Selected extract:

——————

Okay, so this guy, we'll call him Jake, and I have been dating for 10 months now. Before we began dating we talked and got to know each other. During this time he told me he was just recently getting out of a 6-month relationship that he had been trying to get out of for a long time. He had broken up with her 4-5 times but she always guilted him back into the relationship. He didn't want to even be in the relationship from the start and said no multiple times but then felt guilty and started dating her. We began dating and after about a week he went back to his hometown, where she was. He said he just wanted to meet up and talk with her so there weren't any bad feelings.

 

On Saturday when he did that she guilted him again and convinced him to break up with me and stay with her because he had known him longer. When he told me this I was, of course, upset so I went out drinking and my drink was spiked and I think we know what happens from there. When I woke up the next morning, Sunday, I texted Jake apologizing for sleeping with someone else so soon. Since I lost my virginity to Jake I felt completely awful for sleeping with someone else so soon.

——————

Supplied records:

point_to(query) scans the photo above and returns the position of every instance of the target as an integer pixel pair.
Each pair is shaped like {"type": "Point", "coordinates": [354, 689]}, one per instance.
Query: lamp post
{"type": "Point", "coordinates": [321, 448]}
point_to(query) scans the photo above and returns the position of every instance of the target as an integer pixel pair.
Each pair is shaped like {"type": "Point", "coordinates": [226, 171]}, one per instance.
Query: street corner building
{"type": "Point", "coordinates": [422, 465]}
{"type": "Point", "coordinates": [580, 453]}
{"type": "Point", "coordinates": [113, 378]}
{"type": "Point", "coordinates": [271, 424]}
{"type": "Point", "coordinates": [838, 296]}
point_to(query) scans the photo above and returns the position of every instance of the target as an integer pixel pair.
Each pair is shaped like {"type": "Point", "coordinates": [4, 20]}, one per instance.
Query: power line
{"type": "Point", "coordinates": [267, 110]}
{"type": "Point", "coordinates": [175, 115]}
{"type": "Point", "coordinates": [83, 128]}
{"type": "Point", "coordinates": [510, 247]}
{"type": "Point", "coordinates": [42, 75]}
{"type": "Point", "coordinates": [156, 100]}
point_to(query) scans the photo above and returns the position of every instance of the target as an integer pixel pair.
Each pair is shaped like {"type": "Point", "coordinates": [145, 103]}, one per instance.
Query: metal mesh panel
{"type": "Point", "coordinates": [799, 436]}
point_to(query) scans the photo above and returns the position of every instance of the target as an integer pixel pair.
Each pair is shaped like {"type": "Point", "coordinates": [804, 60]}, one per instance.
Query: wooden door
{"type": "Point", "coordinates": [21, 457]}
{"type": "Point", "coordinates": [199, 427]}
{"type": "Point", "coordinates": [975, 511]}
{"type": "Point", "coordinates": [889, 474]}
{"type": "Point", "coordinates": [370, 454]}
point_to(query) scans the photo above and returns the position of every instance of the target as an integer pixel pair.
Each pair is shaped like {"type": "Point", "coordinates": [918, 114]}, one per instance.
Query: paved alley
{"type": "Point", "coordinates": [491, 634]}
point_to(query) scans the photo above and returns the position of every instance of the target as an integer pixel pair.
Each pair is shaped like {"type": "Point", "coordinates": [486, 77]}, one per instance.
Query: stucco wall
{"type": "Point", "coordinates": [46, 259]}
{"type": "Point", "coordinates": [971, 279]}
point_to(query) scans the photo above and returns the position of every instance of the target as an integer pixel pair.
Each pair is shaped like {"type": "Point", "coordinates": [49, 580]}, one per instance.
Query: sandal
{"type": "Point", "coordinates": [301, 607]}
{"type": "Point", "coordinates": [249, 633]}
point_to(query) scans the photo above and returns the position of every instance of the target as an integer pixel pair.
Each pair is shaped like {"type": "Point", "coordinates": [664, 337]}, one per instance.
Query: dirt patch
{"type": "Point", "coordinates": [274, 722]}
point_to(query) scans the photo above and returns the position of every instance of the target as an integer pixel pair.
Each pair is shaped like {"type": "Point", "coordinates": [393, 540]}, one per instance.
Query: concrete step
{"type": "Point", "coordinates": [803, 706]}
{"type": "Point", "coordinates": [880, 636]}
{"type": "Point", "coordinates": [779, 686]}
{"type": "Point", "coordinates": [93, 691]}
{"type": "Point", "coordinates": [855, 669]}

——————

Short exercise 1:
Answer these from the relationship account:
(a) How long have the writer and Jake been dating?
(b) How many times had Jake broken up with his previous girlfriend?
(c) On what day did the writer text Jake an apology?
Short exercise 2: Write the next part of the relationship account, picking up after its final sentence.
The records have no connection to the relationship account.

Reply 1:
(a) 10 months
(b) 4-5 times
(c) Sunday

Reply 2:
He woke up that same Sunday morning and said he wanted to talk to me when he gets back to campus. When he got back to campus we talked and he told me he slept with his ex because I slept with another guy and he was hurting. He said he woke up that morning feeling awful and wishing that leaving me and going back to her was just a nightmare. He was going to go talk to her and tell her he really couldn't be with her. So he met up and talked with her and she brought up having sex and because he saw that I had slept with someone else he slept with her. He said he didn't even enjoy it at all and even told her afterwards it was a mistake. When I told him that I believed my drink was spiked since I was really unable to move or speak he wanted to kill the dude and felt even worse for sleeping with her. I decided to give him another chance because mistakes happen.

 

Well, he still continued talking to her and when I asked why he said because he's nice and doesn't want to be mean since they were friends. I said okay and internalized it and this went on for a couple of weeks.

 

One day I saw one of their conversations, I know I shouldn't have, and I saw that all of their conversations were about stuff that happened in the past and her bringing up the past and things they did and stuff like that. Well, that pissed me off so I confronted him and told him that she was most likely doing that because she wanted him to come back to her and by saying those things it was preventing him from moving on and focusing on our relationship. Once I told him this he agreed and said he didn't realize that's what she was doing and he'd end it and tell her they couldn't talk anymore. I still caught him talking to her, he was just trying to hide it.

 

I finally said enough is enough and told him it was either me or her. If he talked to her again I would be gone. So that ended that and he stopped talking to her. For a couple months after that, he would tell me that he thought about her if I wasn't around. That was about 8 months ago and now he says his mind is completely free of her.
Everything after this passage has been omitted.